§ The exercise
In the rows below, switch each "in the frame" to "in the scene" and write all the rows out again with nothing else changed.

§ Records for processing
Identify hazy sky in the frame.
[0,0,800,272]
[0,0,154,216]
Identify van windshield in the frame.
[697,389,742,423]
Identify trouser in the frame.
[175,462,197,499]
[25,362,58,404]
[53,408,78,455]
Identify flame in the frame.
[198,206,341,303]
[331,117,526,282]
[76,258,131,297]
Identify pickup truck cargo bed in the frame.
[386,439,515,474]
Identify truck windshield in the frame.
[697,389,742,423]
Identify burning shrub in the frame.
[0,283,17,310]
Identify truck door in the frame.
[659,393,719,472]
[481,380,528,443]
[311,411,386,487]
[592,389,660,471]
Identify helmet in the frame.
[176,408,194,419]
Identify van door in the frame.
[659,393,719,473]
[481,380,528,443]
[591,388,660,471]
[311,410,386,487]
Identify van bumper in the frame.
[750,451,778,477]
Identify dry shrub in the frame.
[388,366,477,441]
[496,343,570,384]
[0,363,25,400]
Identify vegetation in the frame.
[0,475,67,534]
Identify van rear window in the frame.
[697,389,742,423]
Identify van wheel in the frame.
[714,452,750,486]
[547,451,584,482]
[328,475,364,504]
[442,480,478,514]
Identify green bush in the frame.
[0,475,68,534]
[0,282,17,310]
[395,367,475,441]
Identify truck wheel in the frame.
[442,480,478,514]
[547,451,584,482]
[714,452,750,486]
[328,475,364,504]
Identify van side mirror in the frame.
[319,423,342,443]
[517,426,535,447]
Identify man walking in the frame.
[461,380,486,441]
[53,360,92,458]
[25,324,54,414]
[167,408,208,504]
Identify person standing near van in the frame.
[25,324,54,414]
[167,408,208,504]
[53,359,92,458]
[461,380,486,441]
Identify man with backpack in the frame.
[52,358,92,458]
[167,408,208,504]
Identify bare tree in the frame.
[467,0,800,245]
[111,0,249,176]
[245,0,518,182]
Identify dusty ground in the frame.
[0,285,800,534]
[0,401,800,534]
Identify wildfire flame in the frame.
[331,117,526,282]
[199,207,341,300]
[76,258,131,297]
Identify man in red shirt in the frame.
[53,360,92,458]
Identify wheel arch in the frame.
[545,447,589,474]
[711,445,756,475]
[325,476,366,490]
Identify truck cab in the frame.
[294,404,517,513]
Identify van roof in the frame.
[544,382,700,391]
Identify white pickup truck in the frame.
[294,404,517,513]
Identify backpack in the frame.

§ Exercise response
Identify hazy sky in the scene.
[0,0,800,272]
[0,0,154,216]
Identify van windshield in the scene.
[697,389,742,423]
Identify trouser in the scene.
[175,462,197,499]
[25,362,58,404]
[53,408,78,455]
Identify flame in the scene.
[198,206,341,303]
[331,117,526,282]
[76,258,131,297]
Identify pickup truck cargo bed in the scene.
[386,439,515,474]
Identify truck windshield in the scene.
[697,389,742,423]
Identify burning shrub in the scene.
[0,283,17,310]
Identify truck door in the scene.
[659,393,719,472]
[481,380,528,443]
[311,411,386,487]
[592,389,660,471]
Identify helmet in the scene.
[176,408,194,419]
Identify van door in the scene.
[659,393,719,473]
[481,380,528,443]
[591,388,660,471]
[311,410,386,487]
Identify van bumper in the scene.
[750,451,778,477]
Identify dry shrub in the scene.
[388,366,477,441]
[496,343,570,384]
[0,363,25,400]
Identify vegetation in the scene.
[0,475,67,534]
Identify van rear window in the scene.
[697,389,742,423]
Identify van wheel in the scene.
[714,452,750,486]
[547,451,584,482]
[328,475,364,504]
[442,480,478,514]
Identify green bush in the scene.
[0,475,68,534]
[0,282,17,310]
[395,367,475,441]
Identify truck wheel in the scene.
[442,480,478,514]
[547,451,584,482]
[714,452,750,486]
[328,475,364,504]
Identify van side mirror in the scene.
[319,423,342,443]
[517,426,535,447]
Identify man walking in the scene.
[461,380,486,441]
[53,360,92,458]
[25,324,54,414]
[167,408,208,504]
Identify person standing near van in the scene.
[25,324,54,414]
[167,408,208,504]
[53,359,92,458]
[461,380,486,441]
Identify man with backpack in the scene.
[52,358,92,458]
[167,408,208,504]
Identify bare tree in the scene.
[467,0,800,245]
[111,0,249,176]
[245,0,518,182]
Identify dusty ground in the scene.
[0,285,800,534]
[0,401,800,534]
Identify wildfire flame in the scene.
[331,117,526,282]
[199,207,341,300]
[76,258,131,297]
Identify man in red shirt in the scene.
[53,360,92,458]
Identify wheel arch in the scene.
[545,447,589,474]
[711,445,756,475]
[325,476,366,490]
Identify truck cab in the scene.
[294,404,517,513]
Identify van roof in the scene.
[544,382,700,391]
Identify white pickup truck in the scene.
[294,404,517,513]
Identify backpack in the scene.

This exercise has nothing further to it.